- **Exercise instructions**: Lay out every line of the entries below as a numbered list, skipping blank lines and leaving out the pictures.

- **Material for this task**:
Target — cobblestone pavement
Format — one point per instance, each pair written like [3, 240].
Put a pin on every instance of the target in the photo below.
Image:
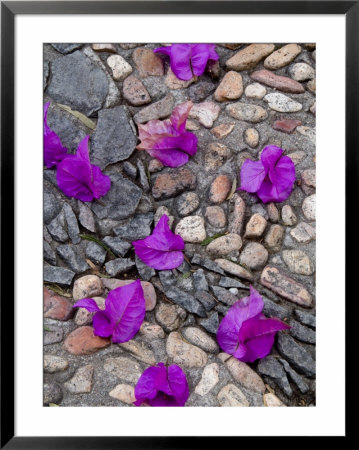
[256, 95]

- **Worked answer**:
1. Target — cobblestone pavement
2. Format — one point per instance, each pair written like [3, 240].
3. Put a pin on every instance of the target in the photo below.
4. Image:
5. [256, 95]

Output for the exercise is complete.